読解文:
私が知っている事実を元に、当時の自分が感じていた事や今の思いを噛み砕いて漫画にしました。正直漫画を描くことに関しては素人で教えてくれる先生がいるわけでもありません。拙い技術で完全に手探りですが登場人物それぞれに味方ができるように描きたかった。誰の肩を持つのか、または誰も悪くないと思うのか。この漫画がどう伝わるのかは読んでくれた方の自由です」
――漫画のラストで、お母さまの元彼である“ぴんちゃん”の幸せを願う記述があったのが印象的でした。いま振り返ってみると“彼”はどのような存在でしたか?
「ピンちゃんのイメージは“不器用”で“陰湿”。例えば漫画にも描いているのですが、私の靴を隠されたりした時は衝撃的でしたね、『なんでそんなことをするんだろう?』の連続でした。彼との生活が苦痛だったのは事実です、でも“悪人”では無かった、母が時々ヒステリックに私を殴ったりした時は決まってピンちゃんは止めに入ってくれました。感覚的には“理不尽な生活指導の先生”でしょうか…。
最終的にはお酒に依存し母を殴ってしまったり、何年間も仕事せずに飲み歩いてたり、到底許せない部分はたくさんありますが恨んではいません」
――弟・妹たちがいて、長女として家族を支えていた側面もあったのではと思います。ママの彼氏と同居をしていた子どもの頃、にしむらさんが一番つらかったことは何ですか?
「家に帰るのが一番つらかったです。学校から帰ればすでに酒に酔ったぴんちゃんが居ましたから。彼はお酒に酔うと感情の起伏が全く読めなくなる人でした、さっきまで笑っていたのに突然怒鳴られる。家にいる時は常に彼に対してビクビクしていて緊張状態、全く安らぐ事はできませんでした。
それでも家には兄弟達が居るから、私がいない間に兄弟達に何かあったらと思うと真っ直ぐ家に帰らざるをえませんでした」
唯一の肉親ではあったけど、絶対的な味方ではなかった”母”

出題内容: 母親の元交際相手との同居生活を漫画にしたことをめぐるインタビュー記事を、最後の見出しの後から再開して書き継いでください。 記録は本文の内容とは関係がありません。

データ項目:
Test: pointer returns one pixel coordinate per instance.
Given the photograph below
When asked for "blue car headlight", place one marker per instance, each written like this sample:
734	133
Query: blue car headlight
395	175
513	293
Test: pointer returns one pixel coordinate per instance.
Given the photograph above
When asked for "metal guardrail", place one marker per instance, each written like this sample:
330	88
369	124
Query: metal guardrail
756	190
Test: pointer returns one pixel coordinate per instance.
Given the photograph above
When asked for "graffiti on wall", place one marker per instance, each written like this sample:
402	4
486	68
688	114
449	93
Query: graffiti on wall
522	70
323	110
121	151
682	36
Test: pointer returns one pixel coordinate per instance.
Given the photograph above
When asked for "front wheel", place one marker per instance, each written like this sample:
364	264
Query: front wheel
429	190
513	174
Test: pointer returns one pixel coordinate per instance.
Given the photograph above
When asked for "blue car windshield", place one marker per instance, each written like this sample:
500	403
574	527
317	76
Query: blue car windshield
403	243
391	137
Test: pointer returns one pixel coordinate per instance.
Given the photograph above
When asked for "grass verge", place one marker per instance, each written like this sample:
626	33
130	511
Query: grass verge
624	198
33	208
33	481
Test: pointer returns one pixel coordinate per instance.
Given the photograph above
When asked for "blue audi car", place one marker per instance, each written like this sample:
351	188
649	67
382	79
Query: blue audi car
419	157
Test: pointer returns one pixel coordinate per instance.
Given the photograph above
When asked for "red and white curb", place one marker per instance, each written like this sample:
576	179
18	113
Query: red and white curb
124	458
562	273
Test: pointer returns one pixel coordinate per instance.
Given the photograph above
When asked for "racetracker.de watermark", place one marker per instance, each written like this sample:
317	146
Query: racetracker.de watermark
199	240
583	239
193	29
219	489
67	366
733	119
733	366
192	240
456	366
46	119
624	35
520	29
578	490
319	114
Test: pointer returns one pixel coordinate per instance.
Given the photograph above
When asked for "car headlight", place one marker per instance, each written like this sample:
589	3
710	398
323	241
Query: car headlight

最終回答:
「母は、彼の性格に難があるのは知ってましたが、度々ご飯を作ってもらえないことがあったり、物を隠されたり、携帯の中身を好きな男の子とのメールのやりとり含め隅々までチェックされたり、そういった事が日常的に行われてる事は知りませんでした。知ったら彼に怒ったでしょうね。告げ口したことで母がいない時に彼に何されるかわからなかったので言わなかったんです。
当時の母は私達にとって絶対的存在でした。唯一の肉親なので恐らく他のご家庭から見たら異常を感じるほど私達は母に依存してました。母が右と言えば右、左と言えば左。彼女の意見に意を唱えるなんて言語道断。盲目的に母を信じていました。そんな母がどんな親で、これまでどんなことがあって、大人になった私が母という存在に対してどのような結論を出して、今どのような関係なのかを、少しずつ整理しながら“最強の母が毒親になった日”として描き始めました」
――妹さん・弟さんと話すとき、当時を振り返ることはありますか? 皆さんはどのように受け止めていらっしゃるのでしょうか。
「ママの彼氏に対しては、全員同じ気持ちなんじゃないでしょうか。母と彼が別れた後に“そんなこともあったね”って時々思い出話として話題に登る事もありましたがピンちゃんに対する愚痴は少なかったです。もう過ぎたこと、仕方なかった事として全員上手く自分の心に折り合いをつけていると思います」
――「最強の母親が毒親になった日」など、エピソード描かれています。SNSで漫画エピソードを発信していくことで、今後どのようなことを伝えていきたいですか?
「最初の回答と重複してしまいますが、これからも手探りです。私の漫画を読んだ方に“何が伝わるのか”は正直わかりません。ただ、登場人物全員それぞれに味方ができるように描きたい、“誰が悪いのか”“何がいけなかったのか”“自分だったらどうしていたか”、私の漫画を読んでくれた人の中に少しでも考えてくれる人がいればそれでいいと思っています。そのような描き方をする事で私自身が批判を浴びたり、沢山の方からお叱りを受ける日も今後必ず来ると思います、返信できる事は少ないかもしれませんが全てに目を通し真摯に受け止める覚悟を持って今後も発信を続けていく所存です」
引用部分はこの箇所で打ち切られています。